Provided data:
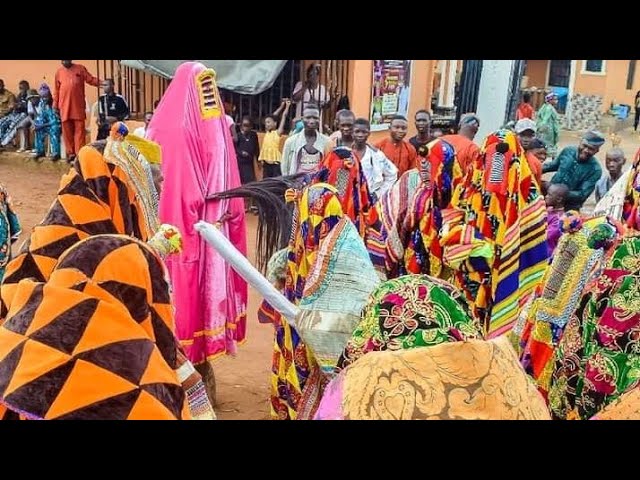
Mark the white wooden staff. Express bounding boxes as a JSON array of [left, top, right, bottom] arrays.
[[194, 220, 300, 326]]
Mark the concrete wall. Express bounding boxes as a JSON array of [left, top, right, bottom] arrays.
[[0, 60, 98, 115]]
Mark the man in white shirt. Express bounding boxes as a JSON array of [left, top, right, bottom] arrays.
[[353, 118, 398, 201], [291, 64, 331, 133], [133, 112, 153, 138]]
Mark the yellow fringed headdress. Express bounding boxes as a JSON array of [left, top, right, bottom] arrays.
[[125, 133, 162, 165]]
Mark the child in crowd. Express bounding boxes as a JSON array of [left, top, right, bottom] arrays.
[[258, 99, 291, 178], [544, 183, 569, 258]]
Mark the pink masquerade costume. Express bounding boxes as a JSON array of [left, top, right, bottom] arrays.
[[147, 62, 248, 364]]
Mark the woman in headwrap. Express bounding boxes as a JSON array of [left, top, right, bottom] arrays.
[[511, 212, 623, 397], [271, 183, 344, 420], [387, 140, 462, 280], [0, 184, 22, 282], [441, 130, 548, 338], [0, 123, 158, 318], [315, 275, 549, 420], [0, 235, 213, 420], [536, 92, 560, 158], [549, 237, 640, 419], [33, 83, 62, 161], [146, 62, 248, 368], [337, 275, 482, 370]]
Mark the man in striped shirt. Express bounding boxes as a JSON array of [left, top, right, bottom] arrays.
[[96, 78, 129, 140]]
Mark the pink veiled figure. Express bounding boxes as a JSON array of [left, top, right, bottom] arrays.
[[147, 62, 248, 364]]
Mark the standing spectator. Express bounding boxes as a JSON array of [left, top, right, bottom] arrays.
[[409, 110, 434, 152], [33, 83, 61, 162], [542, 131, 604, 211], [516, 92, 535, 120], [282, 103, 331, 175], [258, 100, 291, 178], [53, 60, 100, 163], [0, 80, 16, 121], [529, 137, 547, 165], [0, 184, 22, 282], [329, 110, 356, 148], [292, 64, 331, 133], [596, 147, 627, 203], [133, 112, 153, 138], [222, 102, 238, 144], [375, 115, 418, 178], [0, 80, 31, 147], [96, 78, 130, 140], [353, 118, 398, 201], [440, 113, 480, 176], [536, 92, 560, 158]]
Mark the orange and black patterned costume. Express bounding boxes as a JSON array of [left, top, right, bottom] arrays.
[[0, 146, 149, 318], [0, 235, 190, 420]]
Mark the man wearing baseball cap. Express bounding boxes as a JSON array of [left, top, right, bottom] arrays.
[[542, 130, 605, 211], [514, 118, 542, 186]]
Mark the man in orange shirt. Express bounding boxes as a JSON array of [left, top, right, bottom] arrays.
[[53, 60, 100, 163], [375, 115, 418, 178], [514, 118, 542, 186], [440, 113, 480, 175]]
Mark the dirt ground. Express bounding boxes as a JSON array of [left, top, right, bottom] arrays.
[[0, 131, 640, 420], [0, 152, 273, 420]]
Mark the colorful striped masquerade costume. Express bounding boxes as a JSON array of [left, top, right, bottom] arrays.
[[104, 122, 160, 237], [398, 140, 462, 280], [624, 150, 640, 230], [441, 130, 548, 337], [295, 216, 380, 420], [337, 275, 482, 370], [376, 168, 422, 278], [549, 237, 640, 419], [0, 184, 22, 282], [146, 62, 248, 365], [312, 147, 385, 277], [0, 235, 215, 420], [271, 183, 344, 420]]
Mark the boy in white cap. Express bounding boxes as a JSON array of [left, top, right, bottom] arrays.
[[542, 130, 605, 210]]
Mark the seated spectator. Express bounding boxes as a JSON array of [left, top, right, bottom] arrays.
[[33, 84, 62, 161], [544, 183, 569, 258], [595, 147, 627, 202]]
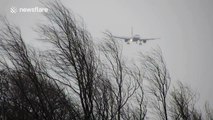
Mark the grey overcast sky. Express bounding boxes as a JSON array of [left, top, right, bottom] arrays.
[[0, 0, 213, 107]]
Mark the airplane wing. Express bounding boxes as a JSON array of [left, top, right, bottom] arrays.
[[113, 36, 131, 41], [139, 38, 159, 41]]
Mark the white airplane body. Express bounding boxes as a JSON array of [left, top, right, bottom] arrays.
[[113, 28, 159, 45]]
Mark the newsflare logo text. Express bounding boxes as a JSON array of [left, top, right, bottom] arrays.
[[10, 6, 48, 14]]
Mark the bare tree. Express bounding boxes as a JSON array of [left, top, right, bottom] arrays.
[[0, 19, 79, 120], [142, 49, 171, 120], [39, 1, 97, 120], [170, 82, 202, 120], [205, 102, 213, 120]]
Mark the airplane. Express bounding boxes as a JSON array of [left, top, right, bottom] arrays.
[[112, 29, 159, 45]]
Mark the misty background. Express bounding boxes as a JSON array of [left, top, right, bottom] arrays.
[[0, 0, 213, 108]]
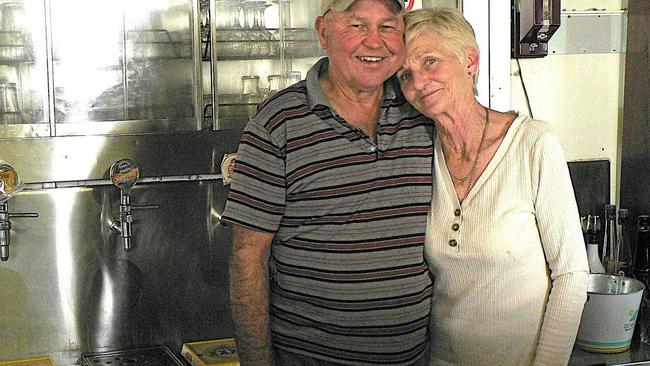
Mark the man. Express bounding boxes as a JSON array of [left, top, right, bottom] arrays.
[[222, 0, 432, 366]]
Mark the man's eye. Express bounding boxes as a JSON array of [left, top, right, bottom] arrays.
[[397, 71, 412, 83]]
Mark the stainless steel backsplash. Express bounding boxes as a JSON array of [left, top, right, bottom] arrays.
[[0, 131, 239, 365]]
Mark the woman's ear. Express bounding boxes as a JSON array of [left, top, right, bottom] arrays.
[[314, 16, 327, 50], [465, 47, 480, 75]]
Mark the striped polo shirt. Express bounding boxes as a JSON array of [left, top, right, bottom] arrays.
[[222, 58, 433, 365]]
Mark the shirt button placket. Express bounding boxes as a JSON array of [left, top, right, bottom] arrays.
[[447, 208, 461, 252]]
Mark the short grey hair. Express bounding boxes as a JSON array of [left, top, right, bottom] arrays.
[[404, 6, 479, 94]]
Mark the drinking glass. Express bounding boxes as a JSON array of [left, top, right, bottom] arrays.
[[241, 75, 260, 94], [285, 70, 302, 86]]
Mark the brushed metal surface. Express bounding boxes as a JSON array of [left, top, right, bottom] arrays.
[[0, 181, 233, 365], [0, 130, 241, 183], [0, 131, 241, 365]]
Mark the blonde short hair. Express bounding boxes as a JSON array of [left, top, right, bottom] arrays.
[[404, 6, 479, 94]]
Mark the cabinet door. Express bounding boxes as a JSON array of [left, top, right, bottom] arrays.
[[51, 0, 197, 135], [0, 1, 50, 138], [201, 0, 324, 129]]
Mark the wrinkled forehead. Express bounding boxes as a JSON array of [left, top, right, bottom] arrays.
[[321, 0, 404, 15]]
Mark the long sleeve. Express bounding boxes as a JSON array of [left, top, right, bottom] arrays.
[[533, 127, 589, 365], [535, 272, 588, 365]]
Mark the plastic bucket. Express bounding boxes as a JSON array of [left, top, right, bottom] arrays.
[[576, 274, 645, 353]]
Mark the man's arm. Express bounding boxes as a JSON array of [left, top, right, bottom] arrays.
[[230, 225, 274, 366]]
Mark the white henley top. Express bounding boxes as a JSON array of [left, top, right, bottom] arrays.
[[425, 115, 588, 366]]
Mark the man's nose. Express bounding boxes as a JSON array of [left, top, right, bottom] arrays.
[[363, 27, 384, 48]]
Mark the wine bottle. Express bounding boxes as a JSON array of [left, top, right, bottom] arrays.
[[580, 215, 605, 273], [602, 205, 618, 274], [634, 215, 650, 288]]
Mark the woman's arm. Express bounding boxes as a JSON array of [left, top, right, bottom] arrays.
[[535, 272, 588, 365], [532, 129, 588, 365]]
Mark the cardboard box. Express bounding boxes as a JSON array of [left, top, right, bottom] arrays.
[[0, 357, 54, 366], [181, 338, 239, 366]]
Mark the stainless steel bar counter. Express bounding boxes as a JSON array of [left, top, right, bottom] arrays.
[[569, 334, 650, 366]]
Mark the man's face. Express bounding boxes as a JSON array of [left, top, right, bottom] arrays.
[[316, 0, 405, 91]]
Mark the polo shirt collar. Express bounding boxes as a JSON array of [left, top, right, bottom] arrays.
[[305, 57, 402, 110]]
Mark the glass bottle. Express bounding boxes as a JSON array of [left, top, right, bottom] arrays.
[[634, 215, 650, 288], [580, 215, 605, 273], [617, 208, 633, 277], [602, 205, 618, 273], [634, 215, 650, 344]]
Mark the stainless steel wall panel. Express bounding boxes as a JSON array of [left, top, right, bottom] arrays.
[[0, 130, 241, 183], [0, 181, 233, 365]]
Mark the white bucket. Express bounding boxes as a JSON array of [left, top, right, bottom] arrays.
[[576, 274, 645, 353]]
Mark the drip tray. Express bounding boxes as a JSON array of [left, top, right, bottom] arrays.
[[81, 346, 184, 366]]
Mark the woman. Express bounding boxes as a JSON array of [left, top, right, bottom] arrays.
[[398, 8, 588, 365]]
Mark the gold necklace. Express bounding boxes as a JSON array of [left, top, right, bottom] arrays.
[[452, 107, 490, 202]]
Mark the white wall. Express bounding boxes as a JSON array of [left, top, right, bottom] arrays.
[[463, 0, 624, 203]]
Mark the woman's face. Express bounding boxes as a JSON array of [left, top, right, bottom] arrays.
[[397, 33, 478, 118]]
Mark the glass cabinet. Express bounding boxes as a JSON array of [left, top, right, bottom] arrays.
[[0, 0, 323, 138], [201, 0, 324, 129]]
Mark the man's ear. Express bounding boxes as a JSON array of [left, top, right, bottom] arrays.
[[314, 16, 327, 50]]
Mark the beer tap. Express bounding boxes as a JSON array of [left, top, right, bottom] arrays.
[[0, 161, 38, 262], [109, 159, 158, 252]]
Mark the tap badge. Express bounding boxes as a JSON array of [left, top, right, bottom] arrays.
[[221, 153, 237, 185], [110, 159, 140, 189], [0, 160, 24, 203]]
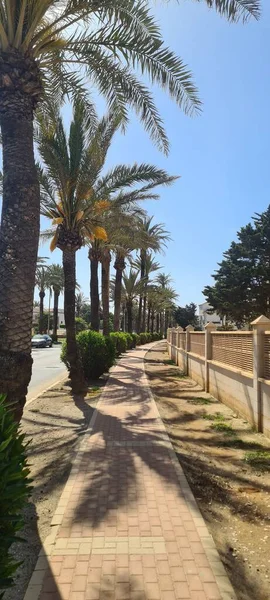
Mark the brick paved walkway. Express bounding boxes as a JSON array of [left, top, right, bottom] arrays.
[[25, 348, 235, 600]]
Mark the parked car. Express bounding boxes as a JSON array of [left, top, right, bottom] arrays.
[[32, 333, 52, 348]]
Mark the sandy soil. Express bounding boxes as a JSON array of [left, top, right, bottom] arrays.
[[5, 380, 105, 600], [146, 343, 270, 600]]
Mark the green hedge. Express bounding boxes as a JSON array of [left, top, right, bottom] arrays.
[[110, 331, 128, 356], [0, 395, 31, 599], [61, 330, 115, 379], [75, 317, 89, 333], [61, 330, 161, 379]]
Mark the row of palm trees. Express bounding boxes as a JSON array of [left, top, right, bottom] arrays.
[[36, 252, 177, 341], [36, 264, 64, 341], [0, 0, 260, 416]]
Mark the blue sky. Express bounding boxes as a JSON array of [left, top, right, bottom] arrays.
[[40, 0, 270, 305]]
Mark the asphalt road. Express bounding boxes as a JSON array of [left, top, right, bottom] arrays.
[[27, 344, 67, 402]]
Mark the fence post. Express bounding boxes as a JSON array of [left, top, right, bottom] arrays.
[[204, 323, 217, 392], [185, 325, 194, 375], [251, 315, 270, 432]]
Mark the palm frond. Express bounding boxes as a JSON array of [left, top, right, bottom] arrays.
[[197, 0, 261, 22]]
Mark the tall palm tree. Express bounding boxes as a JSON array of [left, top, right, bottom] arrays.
[[156, 273, 175, 334], [134, 250, 160, 332], [38, 102, 107, 394], [137, 216, 170, 333], [122, 268, 142, 333], [75, 292, 87, 317], [0, 0, 205, 416], [85, 113, 176, 332], [49, 264, 65, 342], [35, 265, 50, 333]]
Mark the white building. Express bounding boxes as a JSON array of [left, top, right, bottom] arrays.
[[199, 302, 223, 327]]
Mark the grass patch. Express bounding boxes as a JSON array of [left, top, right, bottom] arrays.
[[173, 371, 187, 379], [87, 385, 101, 396], [211, 423, 236, 435], [188, 396, 213, 405], [244, 450, 270, 471], [220, 438, 263, 450], [203, 413, 225, 421]]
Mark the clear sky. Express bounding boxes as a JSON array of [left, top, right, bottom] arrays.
[[40, 0, 270, 305]]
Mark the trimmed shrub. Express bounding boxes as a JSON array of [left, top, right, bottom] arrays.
[[0, 395, 31, 599], [109, 331, 127, 356], [124, 333, 135, 350], [140, 333, 152, 345], [131, 333, 141, 348], [152, 333, 162, 342], [61, 330, 115, 379]]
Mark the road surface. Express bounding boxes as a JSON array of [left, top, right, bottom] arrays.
[[27, 344, 67, 402]]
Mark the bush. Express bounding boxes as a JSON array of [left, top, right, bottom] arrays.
[[123, 333, 135, 350], [131, 333, 140, 348], [132, 333, 141, 346], [152, 333, 162, 342], [0, 395, 31, 598], [110, 331, 128, 356], [75, 317, 88, 333], [139, 333, 152, 345], [61, 330, 115, 379]]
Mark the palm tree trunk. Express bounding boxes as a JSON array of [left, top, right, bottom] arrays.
[[151, 310, 155, 333], [137, 294, 143, 333], [147, 303, 151, 333], [127, 300, 133, 333], [63, 250, 87, 394], [164, 310, 169, 337], [159, 311, 164, 335], [38, 290, 45, 333], [89, 248, 99, 331], [142, 295, 147, 333], [0, 98, 40, 420], [137, 250, 145, 333], [114, 255, 126, 331], [53, 290, 60, 342], [101, 251, 111, 335]]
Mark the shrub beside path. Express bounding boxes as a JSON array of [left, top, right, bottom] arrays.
[[25, 346, 235, 600]]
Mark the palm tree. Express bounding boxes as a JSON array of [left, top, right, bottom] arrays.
[[134, 248, 160, 332], [35, 265, 50, 333], [122, 268, 142, 333], [49, 264, 64, 342], [38, 103, 107, 394], [85, 113, 176, 335], [0, 0, 205, 416], [137, 216, 170, 333], [75, 286, 87, 317]]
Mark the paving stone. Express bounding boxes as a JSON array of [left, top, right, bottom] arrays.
[[24, 349, 235, 600]]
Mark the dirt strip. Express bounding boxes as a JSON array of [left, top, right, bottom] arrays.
[[146, 343, 270, 600]]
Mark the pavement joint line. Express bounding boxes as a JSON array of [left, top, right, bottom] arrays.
[[24, 343, 236, 600], [25, 374, 68, 406]]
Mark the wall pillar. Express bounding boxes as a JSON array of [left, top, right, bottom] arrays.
[[176, 325, 184, 367], [204, 323, 217, 392], [167, 327, 172, 359], [251, 315, 270, 432], [185, 325, 194, 375]]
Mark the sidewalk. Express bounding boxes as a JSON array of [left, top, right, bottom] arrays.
[[25, 347, 235, 600]]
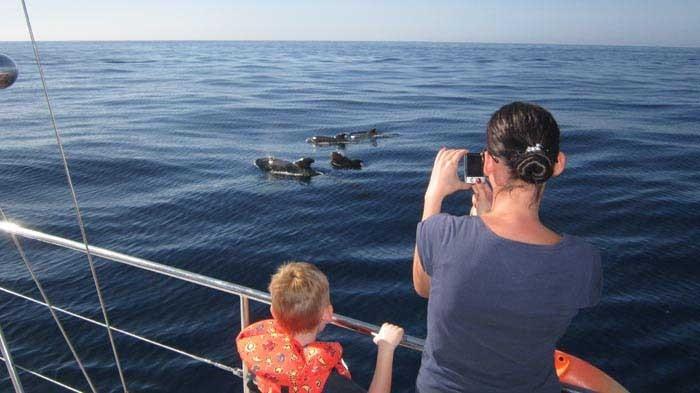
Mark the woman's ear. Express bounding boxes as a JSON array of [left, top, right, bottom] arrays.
[[322, 304, 333, 323], [552, 152, 566, 177]]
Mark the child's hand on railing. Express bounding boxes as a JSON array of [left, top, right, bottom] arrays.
[[372, 323, 403, 350]]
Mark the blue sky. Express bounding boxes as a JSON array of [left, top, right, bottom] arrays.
[[0, 0, 700, 47]]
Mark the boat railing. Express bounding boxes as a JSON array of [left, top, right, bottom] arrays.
[[0, 221, 424, 392]]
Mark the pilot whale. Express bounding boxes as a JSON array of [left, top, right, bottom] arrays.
[[255, 157, 321, 178]]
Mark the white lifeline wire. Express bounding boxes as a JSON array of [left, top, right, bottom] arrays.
[[0, 287, 243, 378], [0, 356, 83, 393], [0, 207, 97, 393], [20, 0, 129, 393]]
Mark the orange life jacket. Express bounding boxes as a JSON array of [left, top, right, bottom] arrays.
[[236, 319, 350, 393]]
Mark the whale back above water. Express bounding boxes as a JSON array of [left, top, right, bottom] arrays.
[[255, 157, 320, 177]]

Problem to solve:
Render the part that opens with the line containing "Mark the man's face." and closes with the line containing "[[305, 57, 402, 110]]", both ends included, as a two-column CSV with the headers instruction and response. Give one row per entry, with each field in double quotes and line breaks turned into spaces.

Answer:
instruction,response
"Mark the man's face. Express bounding boxes as a JSON array of [left, top, right, bottom] arrays.","[[316, 0, 405, 91]]"
"Mark the polo shirt collar. Express bounding boxes as a JSON array of [left, top, right, bottom] arrays.","[[305, 57, 402, 110]]"